Collected data
== Segment start ==
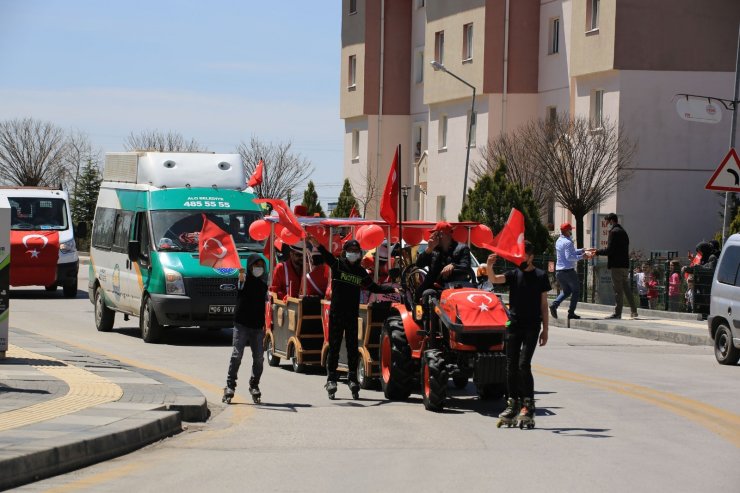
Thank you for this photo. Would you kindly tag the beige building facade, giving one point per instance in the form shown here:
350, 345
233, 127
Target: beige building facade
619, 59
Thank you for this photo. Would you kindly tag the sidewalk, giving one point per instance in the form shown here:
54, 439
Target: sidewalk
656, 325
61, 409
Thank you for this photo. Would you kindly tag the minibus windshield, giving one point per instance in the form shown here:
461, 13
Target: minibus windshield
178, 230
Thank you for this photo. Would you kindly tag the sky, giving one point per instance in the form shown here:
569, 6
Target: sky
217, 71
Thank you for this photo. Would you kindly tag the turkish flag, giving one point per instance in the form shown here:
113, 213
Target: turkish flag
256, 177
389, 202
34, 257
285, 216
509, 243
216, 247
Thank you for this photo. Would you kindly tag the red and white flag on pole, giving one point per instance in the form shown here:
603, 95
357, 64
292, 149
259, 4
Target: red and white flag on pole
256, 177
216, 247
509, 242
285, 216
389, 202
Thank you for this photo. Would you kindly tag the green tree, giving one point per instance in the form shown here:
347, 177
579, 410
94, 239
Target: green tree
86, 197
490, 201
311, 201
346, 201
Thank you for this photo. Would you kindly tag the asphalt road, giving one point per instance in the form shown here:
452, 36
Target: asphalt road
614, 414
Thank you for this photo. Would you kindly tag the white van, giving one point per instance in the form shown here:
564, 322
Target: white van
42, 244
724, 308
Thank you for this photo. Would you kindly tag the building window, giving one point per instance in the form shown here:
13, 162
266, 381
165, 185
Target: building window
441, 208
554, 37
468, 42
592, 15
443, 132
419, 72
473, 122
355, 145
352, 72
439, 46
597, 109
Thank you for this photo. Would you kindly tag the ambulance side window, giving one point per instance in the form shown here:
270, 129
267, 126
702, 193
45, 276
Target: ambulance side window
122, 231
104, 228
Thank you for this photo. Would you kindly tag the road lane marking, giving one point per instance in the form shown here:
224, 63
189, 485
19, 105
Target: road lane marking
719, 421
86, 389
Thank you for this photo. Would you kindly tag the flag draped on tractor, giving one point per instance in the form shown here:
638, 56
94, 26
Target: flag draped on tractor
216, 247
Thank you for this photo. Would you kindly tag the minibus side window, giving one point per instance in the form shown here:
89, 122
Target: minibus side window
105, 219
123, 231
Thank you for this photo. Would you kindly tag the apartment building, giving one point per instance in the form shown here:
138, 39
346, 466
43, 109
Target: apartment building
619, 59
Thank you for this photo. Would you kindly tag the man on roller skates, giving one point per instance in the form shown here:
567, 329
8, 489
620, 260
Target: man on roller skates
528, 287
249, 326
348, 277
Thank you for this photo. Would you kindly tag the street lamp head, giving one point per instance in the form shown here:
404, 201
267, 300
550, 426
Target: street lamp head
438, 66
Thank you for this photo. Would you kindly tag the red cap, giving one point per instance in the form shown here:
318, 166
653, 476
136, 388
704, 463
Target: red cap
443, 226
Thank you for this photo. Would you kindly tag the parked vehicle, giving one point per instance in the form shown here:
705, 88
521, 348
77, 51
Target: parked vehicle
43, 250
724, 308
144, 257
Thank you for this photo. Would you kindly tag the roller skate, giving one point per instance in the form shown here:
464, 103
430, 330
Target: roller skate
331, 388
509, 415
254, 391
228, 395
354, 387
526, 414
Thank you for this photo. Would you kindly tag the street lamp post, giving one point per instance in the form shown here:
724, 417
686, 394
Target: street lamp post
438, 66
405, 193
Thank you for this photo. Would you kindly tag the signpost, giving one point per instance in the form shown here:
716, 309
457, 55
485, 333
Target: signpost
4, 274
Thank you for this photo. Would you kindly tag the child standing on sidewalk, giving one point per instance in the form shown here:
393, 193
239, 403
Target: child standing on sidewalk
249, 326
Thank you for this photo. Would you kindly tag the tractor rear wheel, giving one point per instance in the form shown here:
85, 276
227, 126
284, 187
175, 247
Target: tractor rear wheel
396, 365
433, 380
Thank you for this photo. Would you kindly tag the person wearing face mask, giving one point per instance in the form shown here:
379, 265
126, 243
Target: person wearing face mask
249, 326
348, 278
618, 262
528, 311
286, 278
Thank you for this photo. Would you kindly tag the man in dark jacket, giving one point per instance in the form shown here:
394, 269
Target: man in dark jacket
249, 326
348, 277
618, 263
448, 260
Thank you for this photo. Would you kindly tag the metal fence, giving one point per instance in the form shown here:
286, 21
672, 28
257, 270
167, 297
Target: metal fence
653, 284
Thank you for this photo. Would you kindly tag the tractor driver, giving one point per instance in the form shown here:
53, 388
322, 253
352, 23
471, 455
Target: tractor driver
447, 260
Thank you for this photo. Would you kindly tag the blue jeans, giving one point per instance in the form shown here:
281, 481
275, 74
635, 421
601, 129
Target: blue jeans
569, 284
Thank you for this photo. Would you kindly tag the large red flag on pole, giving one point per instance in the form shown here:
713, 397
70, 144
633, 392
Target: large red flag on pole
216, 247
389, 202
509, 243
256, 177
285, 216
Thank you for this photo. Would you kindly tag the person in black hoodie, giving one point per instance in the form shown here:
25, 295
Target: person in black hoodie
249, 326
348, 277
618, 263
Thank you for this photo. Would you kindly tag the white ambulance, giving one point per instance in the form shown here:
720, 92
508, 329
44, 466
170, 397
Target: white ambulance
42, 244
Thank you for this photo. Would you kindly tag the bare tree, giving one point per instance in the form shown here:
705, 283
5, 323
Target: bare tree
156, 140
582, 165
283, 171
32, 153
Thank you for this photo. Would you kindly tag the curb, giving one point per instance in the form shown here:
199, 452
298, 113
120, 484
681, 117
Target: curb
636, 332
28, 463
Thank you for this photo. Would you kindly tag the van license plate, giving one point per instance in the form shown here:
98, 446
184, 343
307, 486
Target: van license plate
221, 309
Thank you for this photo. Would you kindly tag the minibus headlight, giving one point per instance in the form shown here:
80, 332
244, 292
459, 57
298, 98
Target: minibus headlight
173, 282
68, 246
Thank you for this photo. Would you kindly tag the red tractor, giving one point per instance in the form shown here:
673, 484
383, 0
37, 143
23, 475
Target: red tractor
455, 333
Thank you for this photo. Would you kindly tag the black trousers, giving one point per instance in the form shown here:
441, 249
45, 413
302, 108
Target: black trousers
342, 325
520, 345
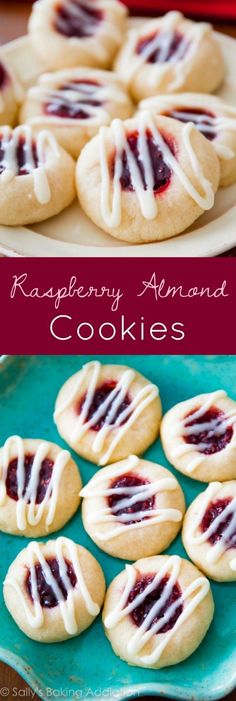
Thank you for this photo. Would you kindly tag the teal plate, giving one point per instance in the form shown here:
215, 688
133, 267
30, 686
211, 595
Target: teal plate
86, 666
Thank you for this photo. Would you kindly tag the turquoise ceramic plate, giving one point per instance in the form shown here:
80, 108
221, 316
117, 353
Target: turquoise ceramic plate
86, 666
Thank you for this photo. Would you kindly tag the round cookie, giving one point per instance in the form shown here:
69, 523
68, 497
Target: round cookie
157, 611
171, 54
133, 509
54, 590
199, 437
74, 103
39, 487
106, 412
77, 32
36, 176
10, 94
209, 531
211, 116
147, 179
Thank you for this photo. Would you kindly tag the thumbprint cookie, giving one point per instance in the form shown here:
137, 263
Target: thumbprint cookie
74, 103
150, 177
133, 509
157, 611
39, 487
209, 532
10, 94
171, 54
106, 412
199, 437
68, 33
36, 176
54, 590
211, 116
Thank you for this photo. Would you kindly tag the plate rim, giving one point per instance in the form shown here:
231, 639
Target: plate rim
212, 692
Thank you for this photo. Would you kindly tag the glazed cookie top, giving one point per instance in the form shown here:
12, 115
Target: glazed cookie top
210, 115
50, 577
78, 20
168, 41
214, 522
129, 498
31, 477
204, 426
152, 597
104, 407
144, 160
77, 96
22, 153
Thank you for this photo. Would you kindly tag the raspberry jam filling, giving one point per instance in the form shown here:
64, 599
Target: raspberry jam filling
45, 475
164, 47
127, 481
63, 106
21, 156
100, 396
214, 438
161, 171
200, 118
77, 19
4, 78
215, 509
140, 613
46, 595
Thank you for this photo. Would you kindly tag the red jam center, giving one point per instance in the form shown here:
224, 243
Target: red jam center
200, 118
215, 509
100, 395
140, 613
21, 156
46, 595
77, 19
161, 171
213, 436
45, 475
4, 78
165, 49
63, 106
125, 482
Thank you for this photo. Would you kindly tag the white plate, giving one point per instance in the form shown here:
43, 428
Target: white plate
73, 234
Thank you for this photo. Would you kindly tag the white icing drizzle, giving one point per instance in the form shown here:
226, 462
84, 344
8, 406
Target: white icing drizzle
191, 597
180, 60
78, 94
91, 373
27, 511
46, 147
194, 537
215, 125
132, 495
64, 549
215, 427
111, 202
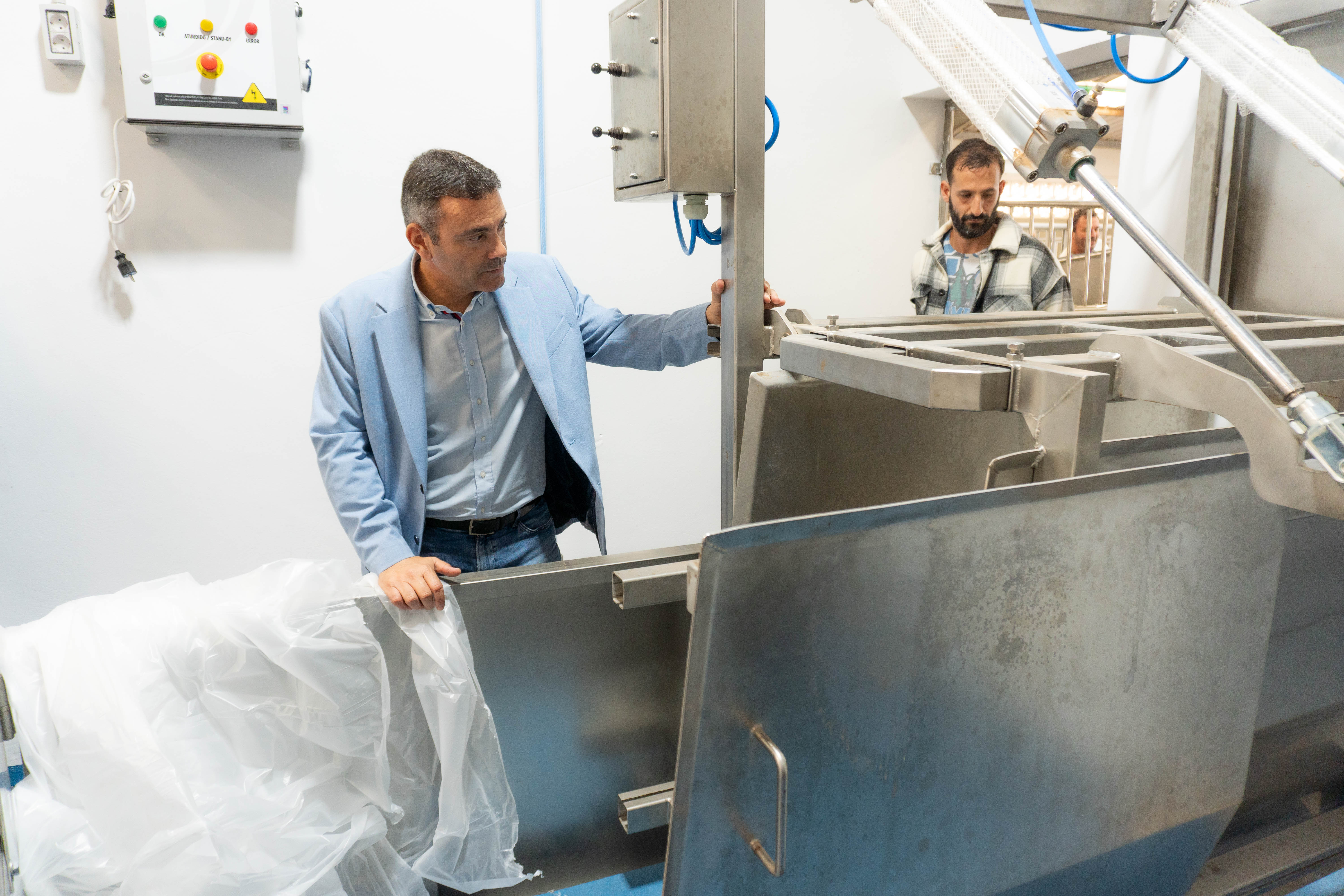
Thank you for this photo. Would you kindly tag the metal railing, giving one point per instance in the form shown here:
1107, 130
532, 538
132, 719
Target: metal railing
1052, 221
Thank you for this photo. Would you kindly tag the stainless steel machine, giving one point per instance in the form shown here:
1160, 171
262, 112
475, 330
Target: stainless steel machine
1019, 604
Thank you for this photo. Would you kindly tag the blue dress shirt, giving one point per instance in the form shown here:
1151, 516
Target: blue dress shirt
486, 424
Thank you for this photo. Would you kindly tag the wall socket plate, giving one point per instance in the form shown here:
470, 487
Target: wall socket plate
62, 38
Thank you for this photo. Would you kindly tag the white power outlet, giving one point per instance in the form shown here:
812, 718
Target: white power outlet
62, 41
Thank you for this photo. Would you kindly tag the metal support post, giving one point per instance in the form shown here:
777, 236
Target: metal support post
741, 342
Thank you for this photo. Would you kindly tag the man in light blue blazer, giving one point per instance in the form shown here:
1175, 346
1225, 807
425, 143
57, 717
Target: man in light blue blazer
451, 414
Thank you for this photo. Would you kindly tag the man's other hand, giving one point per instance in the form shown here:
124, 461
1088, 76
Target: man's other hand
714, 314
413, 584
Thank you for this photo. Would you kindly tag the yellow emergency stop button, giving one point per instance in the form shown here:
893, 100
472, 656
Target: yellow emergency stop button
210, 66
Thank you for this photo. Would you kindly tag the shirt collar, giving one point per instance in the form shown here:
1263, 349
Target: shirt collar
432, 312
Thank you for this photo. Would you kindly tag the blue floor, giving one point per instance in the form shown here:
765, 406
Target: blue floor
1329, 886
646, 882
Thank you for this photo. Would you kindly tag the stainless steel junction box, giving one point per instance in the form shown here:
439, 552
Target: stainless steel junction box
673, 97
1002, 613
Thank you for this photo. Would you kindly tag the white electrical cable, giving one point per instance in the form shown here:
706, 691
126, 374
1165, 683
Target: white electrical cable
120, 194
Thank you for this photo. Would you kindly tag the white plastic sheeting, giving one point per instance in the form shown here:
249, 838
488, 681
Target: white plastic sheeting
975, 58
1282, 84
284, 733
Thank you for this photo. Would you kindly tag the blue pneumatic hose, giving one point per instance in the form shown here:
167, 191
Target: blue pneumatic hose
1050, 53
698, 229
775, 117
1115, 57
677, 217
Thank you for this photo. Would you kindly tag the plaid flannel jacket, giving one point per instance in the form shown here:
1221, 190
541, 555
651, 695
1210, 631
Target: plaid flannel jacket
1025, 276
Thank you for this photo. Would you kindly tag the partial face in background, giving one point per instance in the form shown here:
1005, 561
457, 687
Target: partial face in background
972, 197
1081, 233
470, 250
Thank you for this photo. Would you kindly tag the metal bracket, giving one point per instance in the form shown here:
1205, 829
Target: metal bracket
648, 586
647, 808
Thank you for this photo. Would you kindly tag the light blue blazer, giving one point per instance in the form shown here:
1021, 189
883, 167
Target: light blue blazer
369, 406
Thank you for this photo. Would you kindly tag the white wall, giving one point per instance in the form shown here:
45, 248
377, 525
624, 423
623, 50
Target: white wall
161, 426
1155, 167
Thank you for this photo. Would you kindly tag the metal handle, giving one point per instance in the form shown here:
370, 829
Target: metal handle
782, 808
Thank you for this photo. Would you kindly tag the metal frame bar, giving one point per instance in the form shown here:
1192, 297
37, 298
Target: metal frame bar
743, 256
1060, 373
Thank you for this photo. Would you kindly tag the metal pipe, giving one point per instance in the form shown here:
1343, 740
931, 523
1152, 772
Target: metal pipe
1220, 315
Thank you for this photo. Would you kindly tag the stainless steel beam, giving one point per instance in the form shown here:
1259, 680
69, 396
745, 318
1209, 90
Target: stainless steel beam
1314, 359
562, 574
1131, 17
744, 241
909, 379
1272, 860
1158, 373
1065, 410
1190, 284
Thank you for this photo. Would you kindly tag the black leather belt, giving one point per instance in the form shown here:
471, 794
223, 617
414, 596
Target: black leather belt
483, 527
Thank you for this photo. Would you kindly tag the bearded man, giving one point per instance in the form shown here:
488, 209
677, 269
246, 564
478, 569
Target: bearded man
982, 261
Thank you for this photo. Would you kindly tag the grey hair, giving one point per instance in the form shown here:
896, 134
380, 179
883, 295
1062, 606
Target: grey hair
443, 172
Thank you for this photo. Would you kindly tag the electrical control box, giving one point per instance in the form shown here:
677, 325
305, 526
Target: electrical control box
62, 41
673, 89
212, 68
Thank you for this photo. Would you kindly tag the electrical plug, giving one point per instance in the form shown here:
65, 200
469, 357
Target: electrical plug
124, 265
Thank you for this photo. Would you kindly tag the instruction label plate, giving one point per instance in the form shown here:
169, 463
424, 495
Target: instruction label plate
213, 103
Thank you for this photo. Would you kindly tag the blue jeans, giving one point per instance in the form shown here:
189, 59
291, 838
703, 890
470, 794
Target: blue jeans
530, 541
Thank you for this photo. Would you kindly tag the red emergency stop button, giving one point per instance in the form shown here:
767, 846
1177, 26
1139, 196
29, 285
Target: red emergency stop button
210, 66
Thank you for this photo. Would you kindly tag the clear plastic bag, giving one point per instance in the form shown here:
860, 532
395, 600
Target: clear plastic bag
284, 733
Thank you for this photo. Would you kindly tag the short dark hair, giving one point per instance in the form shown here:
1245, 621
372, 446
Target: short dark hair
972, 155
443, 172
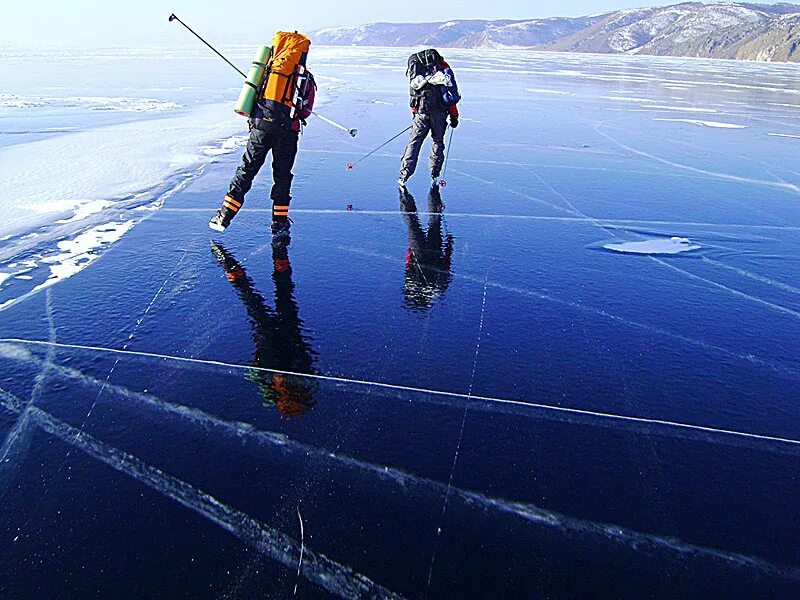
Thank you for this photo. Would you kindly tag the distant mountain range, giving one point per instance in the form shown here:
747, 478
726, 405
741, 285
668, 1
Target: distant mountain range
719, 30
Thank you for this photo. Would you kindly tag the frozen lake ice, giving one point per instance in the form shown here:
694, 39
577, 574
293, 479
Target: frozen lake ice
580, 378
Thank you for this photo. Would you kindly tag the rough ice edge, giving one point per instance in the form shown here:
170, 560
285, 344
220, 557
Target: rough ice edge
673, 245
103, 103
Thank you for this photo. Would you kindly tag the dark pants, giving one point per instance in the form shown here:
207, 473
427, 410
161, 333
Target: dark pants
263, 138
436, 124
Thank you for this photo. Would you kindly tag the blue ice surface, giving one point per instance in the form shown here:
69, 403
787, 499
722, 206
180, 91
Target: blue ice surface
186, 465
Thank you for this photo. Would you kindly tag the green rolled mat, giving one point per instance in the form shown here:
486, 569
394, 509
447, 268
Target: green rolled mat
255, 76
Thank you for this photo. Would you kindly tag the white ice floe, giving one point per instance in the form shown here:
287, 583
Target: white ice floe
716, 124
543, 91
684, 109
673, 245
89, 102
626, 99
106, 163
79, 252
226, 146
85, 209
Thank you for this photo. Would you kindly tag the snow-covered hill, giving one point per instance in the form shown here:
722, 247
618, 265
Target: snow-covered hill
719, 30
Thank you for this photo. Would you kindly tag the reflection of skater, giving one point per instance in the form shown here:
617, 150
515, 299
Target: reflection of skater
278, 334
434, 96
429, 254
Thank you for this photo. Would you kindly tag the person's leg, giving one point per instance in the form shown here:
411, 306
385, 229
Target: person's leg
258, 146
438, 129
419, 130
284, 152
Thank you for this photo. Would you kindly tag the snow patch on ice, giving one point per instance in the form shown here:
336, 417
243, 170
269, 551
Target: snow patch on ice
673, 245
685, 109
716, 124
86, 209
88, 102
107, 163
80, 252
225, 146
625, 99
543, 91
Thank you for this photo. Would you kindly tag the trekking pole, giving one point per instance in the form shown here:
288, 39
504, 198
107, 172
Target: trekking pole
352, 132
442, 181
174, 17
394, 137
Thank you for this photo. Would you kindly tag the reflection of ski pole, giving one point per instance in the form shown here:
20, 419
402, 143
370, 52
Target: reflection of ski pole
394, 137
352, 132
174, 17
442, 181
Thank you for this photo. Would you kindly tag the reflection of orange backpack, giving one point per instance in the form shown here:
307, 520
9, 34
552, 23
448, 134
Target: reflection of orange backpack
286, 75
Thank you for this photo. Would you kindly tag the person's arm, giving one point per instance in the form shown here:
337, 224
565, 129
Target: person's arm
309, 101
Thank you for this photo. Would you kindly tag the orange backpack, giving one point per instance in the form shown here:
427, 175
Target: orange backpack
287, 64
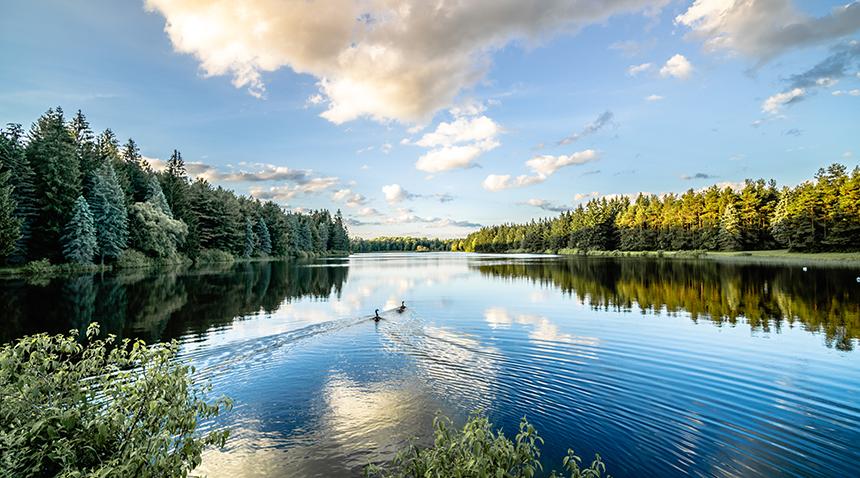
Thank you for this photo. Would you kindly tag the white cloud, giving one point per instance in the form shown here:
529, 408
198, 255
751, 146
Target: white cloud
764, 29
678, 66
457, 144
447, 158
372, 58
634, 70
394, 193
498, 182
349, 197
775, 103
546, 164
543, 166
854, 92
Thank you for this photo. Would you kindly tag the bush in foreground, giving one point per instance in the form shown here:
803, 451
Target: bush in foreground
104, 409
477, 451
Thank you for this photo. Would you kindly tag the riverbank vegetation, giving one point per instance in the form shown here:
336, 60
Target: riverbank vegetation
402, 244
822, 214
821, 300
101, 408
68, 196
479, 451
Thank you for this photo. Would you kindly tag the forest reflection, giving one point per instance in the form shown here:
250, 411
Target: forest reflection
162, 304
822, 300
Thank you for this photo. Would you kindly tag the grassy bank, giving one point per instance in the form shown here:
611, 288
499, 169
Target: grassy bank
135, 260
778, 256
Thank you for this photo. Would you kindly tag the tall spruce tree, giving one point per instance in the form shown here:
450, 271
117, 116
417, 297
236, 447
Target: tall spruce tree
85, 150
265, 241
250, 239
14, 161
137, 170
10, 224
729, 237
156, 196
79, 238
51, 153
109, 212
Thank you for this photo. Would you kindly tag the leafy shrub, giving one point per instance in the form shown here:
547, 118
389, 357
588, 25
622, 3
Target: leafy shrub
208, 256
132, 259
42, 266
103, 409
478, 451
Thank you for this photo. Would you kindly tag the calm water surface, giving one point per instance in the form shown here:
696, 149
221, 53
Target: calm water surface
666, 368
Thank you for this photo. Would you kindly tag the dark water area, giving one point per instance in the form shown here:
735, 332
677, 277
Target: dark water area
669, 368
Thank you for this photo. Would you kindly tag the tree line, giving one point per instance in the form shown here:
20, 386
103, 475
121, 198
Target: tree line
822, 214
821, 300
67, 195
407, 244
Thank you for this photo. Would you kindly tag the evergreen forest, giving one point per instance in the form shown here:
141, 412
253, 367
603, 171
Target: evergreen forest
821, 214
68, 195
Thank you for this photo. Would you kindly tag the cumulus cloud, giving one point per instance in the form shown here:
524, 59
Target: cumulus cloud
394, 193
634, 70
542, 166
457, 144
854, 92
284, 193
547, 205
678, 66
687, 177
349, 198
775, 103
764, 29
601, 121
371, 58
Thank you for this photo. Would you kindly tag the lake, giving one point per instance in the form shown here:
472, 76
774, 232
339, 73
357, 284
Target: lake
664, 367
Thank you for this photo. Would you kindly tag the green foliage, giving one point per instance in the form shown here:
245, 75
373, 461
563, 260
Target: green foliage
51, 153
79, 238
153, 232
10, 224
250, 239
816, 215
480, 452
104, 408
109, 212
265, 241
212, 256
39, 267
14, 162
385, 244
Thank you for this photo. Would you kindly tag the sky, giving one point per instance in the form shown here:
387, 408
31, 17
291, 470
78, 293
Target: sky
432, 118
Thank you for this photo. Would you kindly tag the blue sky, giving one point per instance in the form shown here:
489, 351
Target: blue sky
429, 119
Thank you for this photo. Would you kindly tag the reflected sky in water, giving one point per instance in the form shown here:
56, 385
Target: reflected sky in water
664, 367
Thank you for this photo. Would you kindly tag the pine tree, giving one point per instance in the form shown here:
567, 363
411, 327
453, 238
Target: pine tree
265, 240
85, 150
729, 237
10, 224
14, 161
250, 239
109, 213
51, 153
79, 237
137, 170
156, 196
== Segment end ==
### TASK PROMPT
Your copy should hold only the lines above from the one containing "red tractor, giving" through the one containing "Thank you for this photo. Would you kindly tag the glazed", exactly as written and free of pictures.

### WRITTEN ANSWER
Thank you for this photo. Would you kindly tag the red tractor, giving one point per instance in the form shown here:
673, 484
383, 0
37, 143
23, 475
Target: red tractor
455, 333
Thank you for this photo. Would you kindly tag the black trousers, giving one point per instance in the form shown here:
441, 249
45, 413
302, 108
Target: black trousers
342, 325
520, 345
Thank you for this photo. Would you kindly tag the teal plate, giving one point per instance in the form shown here:
215, 688
133, 267
30, 686
211, 595
Target: teal plate
86, 666
Thank you for this photo. Would you kindly tag the turquoise ceramic plate, giving one point per instance in the form shown here:
80, 108
221, 316
117, 353
Target: turquoise ceramic plate
86, 666
Thank you for this photo. Would you kindly tag the round cookie, giving one point per instance in the form shown here:
69, 523
68, 497
Target: round cookie
157, 611
171, 54
133, 509
54, 590
199, 437
74, 103
39, 487
106, 412
77, 32
36, 176
10, 94
209, 531
211, 116
147, 179
Thank you for this photo. Would you kindly tag the thumbprint cookie, giving one point per instance in the form shown here:
137, 263
Target: thumbprint cookie
74, 103
150, 177
133, 509
157, 611
39, 487
209, 532
10, 94
171, 54
106, 412
199, 437
68, 33
36, 176
54, 590
211, 116
Thank you for this photo. Would you kindly tag the plate rim, giving one point per instance in the form shown here:
231, 639
Target: plate rim
212, 692
Thank you for this photo. Would you kindly tag the glazed cookie top, giving one point per instance in the form shown here:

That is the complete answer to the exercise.